Task brief ▸ Exact copy, pictures excluded: reproduce every record below.
-------
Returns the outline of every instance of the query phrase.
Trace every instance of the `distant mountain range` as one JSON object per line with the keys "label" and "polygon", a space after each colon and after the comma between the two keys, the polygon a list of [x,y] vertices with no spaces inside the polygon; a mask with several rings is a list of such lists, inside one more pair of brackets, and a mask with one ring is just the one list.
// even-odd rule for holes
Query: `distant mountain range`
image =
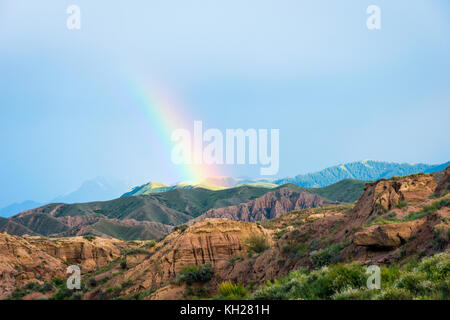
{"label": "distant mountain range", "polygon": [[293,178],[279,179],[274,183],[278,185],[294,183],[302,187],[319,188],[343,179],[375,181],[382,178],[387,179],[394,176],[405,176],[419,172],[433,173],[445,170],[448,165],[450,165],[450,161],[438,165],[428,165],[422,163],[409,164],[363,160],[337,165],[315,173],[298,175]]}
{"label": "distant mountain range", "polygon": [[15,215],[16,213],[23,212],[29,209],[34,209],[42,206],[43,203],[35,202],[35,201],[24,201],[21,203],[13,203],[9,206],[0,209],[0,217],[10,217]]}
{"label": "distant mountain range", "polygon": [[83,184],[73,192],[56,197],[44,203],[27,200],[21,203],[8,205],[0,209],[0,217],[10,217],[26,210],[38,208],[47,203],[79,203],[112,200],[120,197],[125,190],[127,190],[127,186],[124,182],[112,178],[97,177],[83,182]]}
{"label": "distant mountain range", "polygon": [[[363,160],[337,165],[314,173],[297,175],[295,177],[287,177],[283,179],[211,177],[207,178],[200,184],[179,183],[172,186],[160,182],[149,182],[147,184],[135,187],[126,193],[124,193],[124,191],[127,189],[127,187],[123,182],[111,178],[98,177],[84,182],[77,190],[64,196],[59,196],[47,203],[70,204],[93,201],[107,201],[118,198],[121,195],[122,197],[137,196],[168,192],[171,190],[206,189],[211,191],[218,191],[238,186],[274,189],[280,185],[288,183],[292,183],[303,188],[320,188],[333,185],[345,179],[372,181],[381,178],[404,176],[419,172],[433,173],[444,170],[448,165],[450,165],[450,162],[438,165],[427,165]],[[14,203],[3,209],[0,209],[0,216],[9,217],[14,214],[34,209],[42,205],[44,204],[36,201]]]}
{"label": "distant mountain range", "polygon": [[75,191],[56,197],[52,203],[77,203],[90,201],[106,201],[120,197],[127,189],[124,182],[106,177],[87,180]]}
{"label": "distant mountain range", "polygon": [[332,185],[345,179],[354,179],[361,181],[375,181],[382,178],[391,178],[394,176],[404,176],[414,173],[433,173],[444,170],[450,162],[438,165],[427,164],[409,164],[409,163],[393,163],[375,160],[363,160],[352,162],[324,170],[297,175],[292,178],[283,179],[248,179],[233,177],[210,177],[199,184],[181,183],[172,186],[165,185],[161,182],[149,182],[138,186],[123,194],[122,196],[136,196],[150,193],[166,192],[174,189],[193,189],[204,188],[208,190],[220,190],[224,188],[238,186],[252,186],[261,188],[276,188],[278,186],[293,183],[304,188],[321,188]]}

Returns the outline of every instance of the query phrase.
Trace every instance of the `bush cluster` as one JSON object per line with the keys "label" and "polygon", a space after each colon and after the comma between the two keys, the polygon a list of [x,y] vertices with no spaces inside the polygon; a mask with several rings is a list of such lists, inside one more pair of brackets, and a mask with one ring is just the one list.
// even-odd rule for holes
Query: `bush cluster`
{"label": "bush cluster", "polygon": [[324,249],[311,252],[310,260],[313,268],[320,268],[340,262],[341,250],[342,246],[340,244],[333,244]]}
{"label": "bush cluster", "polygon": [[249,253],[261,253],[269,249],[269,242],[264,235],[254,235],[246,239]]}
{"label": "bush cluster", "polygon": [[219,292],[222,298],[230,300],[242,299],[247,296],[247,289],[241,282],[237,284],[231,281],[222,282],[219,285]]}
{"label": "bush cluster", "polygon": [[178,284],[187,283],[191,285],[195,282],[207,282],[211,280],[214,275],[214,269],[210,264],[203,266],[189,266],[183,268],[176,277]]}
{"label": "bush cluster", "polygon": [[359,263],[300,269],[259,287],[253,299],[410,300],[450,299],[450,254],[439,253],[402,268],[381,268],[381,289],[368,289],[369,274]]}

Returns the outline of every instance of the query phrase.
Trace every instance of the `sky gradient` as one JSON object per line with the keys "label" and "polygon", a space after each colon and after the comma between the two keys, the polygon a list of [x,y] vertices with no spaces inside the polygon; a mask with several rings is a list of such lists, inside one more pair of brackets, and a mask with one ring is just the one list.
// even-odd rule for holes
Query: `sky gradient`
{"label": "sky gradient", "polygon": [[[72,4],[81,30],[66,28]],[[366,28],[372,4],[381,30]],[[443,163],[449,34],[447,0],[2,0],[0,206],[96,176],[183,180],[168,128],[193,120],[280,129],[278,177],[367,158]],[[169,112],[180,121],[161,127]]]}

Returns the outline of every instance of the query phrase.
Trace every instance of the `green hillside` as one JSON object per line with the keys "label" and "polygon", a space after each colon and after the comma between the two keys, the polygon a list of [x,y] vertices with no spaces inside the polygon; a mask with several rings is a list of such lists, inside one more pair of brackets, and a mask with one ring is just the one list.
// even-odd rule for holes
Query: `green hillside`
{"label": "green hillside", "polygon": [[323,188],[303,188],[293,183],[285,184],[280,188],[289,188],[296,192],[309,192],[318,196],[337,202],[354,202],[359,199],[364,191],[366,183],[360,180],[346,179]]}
-------
Output for this exercise ▸
Returns the outline of every instance of the query phrase.
Trace every instance of the `distant mountain range` as one JSON object per line with the keys "label" and "polygon", a space after each colon and after the comma between the two keys, the polygon a list of [x,y] vertices with no spaces inside the polygon; a mask with several rings is a list of such lists, inside one more pair of brackets, and a mask with one ring is just the one list.
// even-odd rule for holes
Query: `distant mountain range`
image =
{"label": "distant mountain range", "polygon": [[293,178],[279,179],[274,183],[278,185],[294,183],[302,187],[319,188],[343,179],[375,181],[382,178],[387,179],[394,176],[405,176],[419,172],[433,173],[445,170],[448,165],[450,165],[450,161],[438,165],[428,165],[422,163],[409,164],[363,160],[337,165],[315,173],[298,175]]}
{"label": "distant mountain range", "polygon": [[15,215],[16,213],[23,212],[29,209],[34,209],[42,206],[43,203],[35,202],[35,201],[24,201],[21,203],[13,203],[9,206],[0,209],[0,217],[10,217]]}
{"label": "distant mountain range", "polygon": [[83,184],[73,192],[56,197],[44,203],[27,200],[21,203],[8,205],[0,209],[0,217],[10,217],[26,210],[38,208],[47,203],[79,203],[112,200],[120,197],[125,190],[127,190],[127,186],[124,182],[112,178],[97,177],[83,182]]}
{"label": "distant mountain range", "polygon": [[[363,160],[337,165],[314,173],[297,175],[295,177],[287,177],[283,179],[211,177],[207,178],[200,184],[179,183],[172,186],[160,182],[149,182],[147,184],[135,187],[126,193],[124,193],[124,191],[127,189],[127,187],[123,182],[111,178],[98,177],[84,182],[77,190],[64,196],[59,196],[47,203],[70,204],[93,201],[107,201],[118,198],[121,195],[122,197],[137,196],[168,192],[171,190],[206,189],[211,191],[218,191],[238,186],[274,189],[280,185],[288,183],[292,183],[303,188],[320,188],[333,185],[345,179],[372,181],[381,178],[404,176],[419,172],[433,173],[444,170],[448,165],[450,165],[450,162],[438,165],[427,165]],[[14,203],[3,209],[0,209],[0,216],[9,217],[14,214],[34,209],[42,205],[44,204],[36,201]]]}
{"label": "distant mountain range", "polygon": [[75,191],[56,197],[52,203],[77,203],[90,201],[106,201],[120,197],[127,189],[124,182],[106,177],[87,180]]}
{"label": "distant mountain range", "polygon": [[332,185],[345,179],[354,179],[361,181],[375,181],[382,178],[391,178],[394,176],[404,176],[414,173],[433,173],[444,170],[450,162],[438,165],[427,164],[409,164],[409,163],[393,163],[375,160],[363,160],[352,162],[324,170],[297,175],[292,178],[283,179],[248,179],[233,177],[210,177],[199,184],[181,183],[172,186],[165,185],[161,182],[149,182],[138,186],[123,194],[122,196],[136,196],[150,193],[166,192],[174,189],[193,189],[204,188],[208,190],[220,190],[224,188],[238,186],[252,186],[261,188],[276,188],[278,186],[293,183],[304,188],[321,188]]}

Returns the outline of every instance of the query phrase.
Trace every instance of the `bush cluster` as one JSON object per line with the keys "label" and "polygon", a space after each colon and after the comma between the two keys, the polygon a list of [x,y] vertices with no spaces inside the polygon; a mask with several rings is a list of such lists, inside one more pair of brackets, and a mask with one ring is just the one list.
// even-odd rule for holes
Query: `bush cluster`
{"label": "bush cluster", "polygon": [[324,249],[311,252],[310,260],[313,268],[320,268],[340,262],[341,250],[342,246],[340,244],[333,244]]}
{"label": "bush cluster", "polygon": [[249,253],[261,253],[269,249],[269,242],[264,235],[254,235],[246,239]]}
{"label": "bush cluster", "polygon": [[219,292],[222,298],[230,300],[242,299],[247,296],[247,289],[241,282],[237,284],[231,281],[222,282],[219,285]]}
{"label": "bush cluster", "polygon": [[178,284],[187,283],[191,285],[195,282],[207,282],[211,280],[214,275],[214,269],[210,264],[203,266],[189,266],[183,268],[176,277]]}
{"label": "bush cluster", "polygon": [[359,263],[300,269],[259,287],[253,299],[410,300],[450,299],[450,254],[439,253],[402,268],[381,268],[381,289],[368,289],[369,274]]}

Returns the outline of every instance of the query phrase.
Trace every instance of the `sky gradient` as one JSON object per line with the keys "label" and "polygon", a space after each colon and after the comma between the two keys, the polygon a list of [x,y] vertices with no spaces inside the polygon; a mask with several rings is a list of such lists, inside one more pair of brackets, and a mask with one ring is just the one list.
// even-odd rule for holes
Query: `sky gradient`
{"label": "sky gradient", "polygon": [[[72,4],[81,30],[66,28]],[[366,28],[372,4],[381,30]],[[443,163],[449,34],[447,0],[2,0],[0,206],[96,176],[183,180],[168,128],[193,120],[280,129],[278,177],[367,158]],[[169,112],[180,121],[161,127]]]}

Returns the outline of every instance of the query phrase.
Trace every instance of the `green hillside` as one JSON object per line with the keys "label" and "polygon", a space after each colon and after the comma between the two keys, the polygon a list of [x,y] vertices with no spaces inside the polygon; a mask with several rings is a list of such lists, inside one more pair of brackets, and a mask with one ring is just the one list.
// even-odd rule for holes
Query: `green hillside`
{"label": "green hillside", "polygon": [[323,188],[303,188],[293,183],[285,184],[280,188],[289,188],[296,192],[309,192],[318,196],[337,202],[354,202],[359,199],[364,191],[366,183],[360,180],[346,179]]}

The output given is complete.